1. Introduction: The World of Vibrations | Sound class 9 NCERT solutions

Welcome to the chapter that explains how we hear the world around us! From the chirping of birds to the music in your headphones, everything is Sound.

But what exactly is sound? In simple terms, Sound is a form of energy which produces a sensation of hearing in our ears. Just like light is energy that helps us see, sound is energy that helps us hear.

The Secret is “Vibration”

If you touch a ringing school bell, your fingers will feel a buzzing sensation. If you touch your throat while singing, you feel it shaking. This shaking is called Vibration.

Vibration means a rapid back-and-forth motion of an object.

The Rule: No vibration = No sound.

When a guitarist plucks a string, the string vibrates. These vibrations bump into air particles, which bump into their neighbors, and eventually, this energy reaches your ear.

2. How Sound Travels: Propagation of Sound

Imagine you are an astronaut on the Moon and your friend is standing 2 meters away. If you shout at him, will he hear you? No! He won’t hear a thing.

This is because sound is “needy.” It needs a material substance to travel through. We call this substance a Medium. A medium can be a solid, a liquid, or a gas.

• Why no sound in space? Space is a vacuum (empty space with no air). Since sound needs particles to bump into each other to travel, it cannot move through a vacuum.
• Mechanical Waves: Sound waves are called mechanical waves because they need material particles (matter) to exist and move. Light, on the other hand, is a non-mechanical wave; it can travel through a vacuum (which is why we can see the sun but can’t hear the explosions on it).

Position identification records:
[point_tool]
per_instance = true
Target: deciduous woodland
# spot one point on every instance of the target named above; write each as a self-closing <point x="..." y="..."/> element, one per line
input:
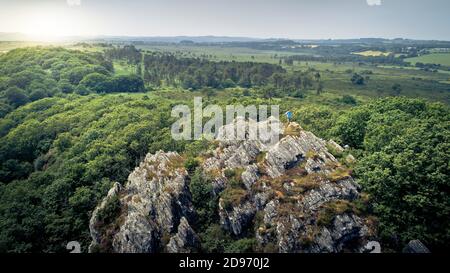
<point x="76" y="119"/>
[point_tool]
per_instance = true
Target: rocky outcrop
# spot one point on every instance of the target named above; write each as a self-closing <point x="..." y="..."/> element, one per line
<point x="294" y="195"/>
<point x="299" y="196"/>
<point x="156" y="206"/>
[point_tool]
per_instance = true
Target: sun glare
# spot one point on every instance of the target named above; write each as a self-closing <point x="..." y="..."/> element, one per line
<point x="51" y="25"/>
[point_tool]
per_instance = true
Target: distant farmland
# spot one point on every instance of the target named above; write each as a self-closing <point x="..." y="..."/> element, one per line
<point x="372" y="53"/>
<point x="437" y="58"/>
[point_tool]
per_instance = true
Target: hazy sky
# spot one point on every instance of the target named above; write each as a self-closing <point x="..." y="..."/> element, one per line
<point x="421" y="19"/>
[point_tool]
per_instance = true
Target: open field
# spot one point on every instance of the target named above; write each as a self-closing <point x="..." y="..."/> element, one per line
<point x="435" y="58"/>
<point x="372" y="53"/>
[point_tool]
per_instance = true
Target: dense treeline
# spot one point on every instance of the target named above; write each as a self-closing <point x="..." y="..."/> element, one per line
<point x="197" y="73"/>
<point x="59" y="157"/>
<point x="404" y="166"/>
<point x="30" y="74"/>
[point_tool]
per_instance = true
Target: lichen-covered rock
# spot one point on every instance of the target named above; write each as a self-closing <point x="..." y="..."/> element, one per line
<point x="292" y="185"/>
<point x="185" y="241"/>
<point x="293" y="195"/>
<point x="155" y="199"/>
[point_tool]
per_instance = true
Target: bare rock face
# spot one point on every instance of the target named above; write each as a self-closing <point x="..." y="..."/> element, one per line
<point x="155" y="206"/>
<point x="293" y="195"/>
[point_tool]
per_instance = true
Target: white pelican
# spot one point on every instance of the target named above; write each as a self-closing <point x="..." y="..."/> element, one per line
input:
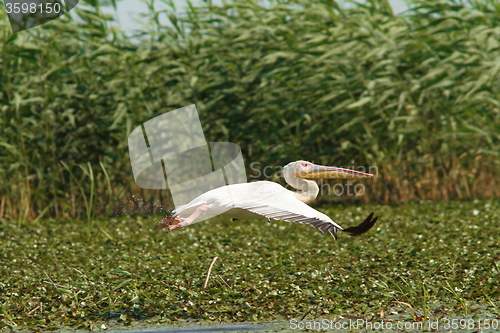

- TASKS TO PERFORM
a – Rewrite the paragraph in the sound lesson that begins "This is because sound is" as a short list that keeps its main facts.
b – Carry on the sound lesson from the end of its last bullet point.

- RESPONSES TO THE EXERCISE
a –
- Sound needs a material substance to travel through.
- This substance is called a medium.
- A medium can be a solid, a liquid, or a gas.

b –
Visualizing Sound: When the prongs of the tuning fork move forward, they push the air particles together (Compression). When they move backward, they create an empty space (Rarefaction).

2.1 Sound as a Longitudinal Wave

There are two main ways waves travel: Transverse and Longitudinal. Sound is a Longitudinal Wave.

What does that mean?

Imagine a line of students waiting for assembly. If the last student pushes the one in front, the push travels forward, but the students themselves just wobble back and forth in their spots. The particles of the medium move parallel to the direction the sound is traveling.

This creates two distinct regions in the air:

• Compression (C): This is the “crowded” zone. Here, particles are pushed close together. The density and pressure are high.
• Rarefaction (R): This is the “relaxed” zone. Here, particles are spread far apart. The density and pressure are low.

So, sound travels as a series of Compressions and Rarefactions.

3. Characteristics of a Sound Wave

We can draw sound waves on a graph to understand them better. Even though sound is longitudinal, we often draw it like a wavy line (sine wave) to measure its properties easily.

The Anatomy of a Wave: The peaks represent high pressure (Compressions) and the valleys represent low pressure (Rarefactions).

Let’s break down the key terms:

1. Wavelength (λ – Lambda)

This is the length of one complete wave. It is the distance between two consecutive Compressions (peaks) or two consecutive Rarefactions (valleys).

Unit: Meter (m).

2. Frequency (ν – Nu)

This tells us “how frequent” or “how fast” the vibrations are. It is the number of complete waves produced in one second.

Unit: Hertz (Hz).

Connection to Reality: Frequency determines Pitch.

– High Frequency: Whistle, baby’s voice (Shrill sound).

– Low Frequency: Drum beat, lion’s roar (Deep/Bass sound).

3. Time Period (T)

This is the time taken to complete one single oscillation.

Formula: T = 1 / ν (Time Period is the reciprocal of Frequency).

Unit: Second (s).

4. Amplitude (A)

This is the “height” of the wave. It measures how far the particles move from their resting position.

Connection to Reality: Amplitude determines Loudness.

– Large Amplitude: Loud sound (Yelling).

– Small Amplitude: Soft sound (Whispering).

5. Speed of Sound (v)

How fast the sound wave travels. In air at room temperature, it’s about 344 m/s.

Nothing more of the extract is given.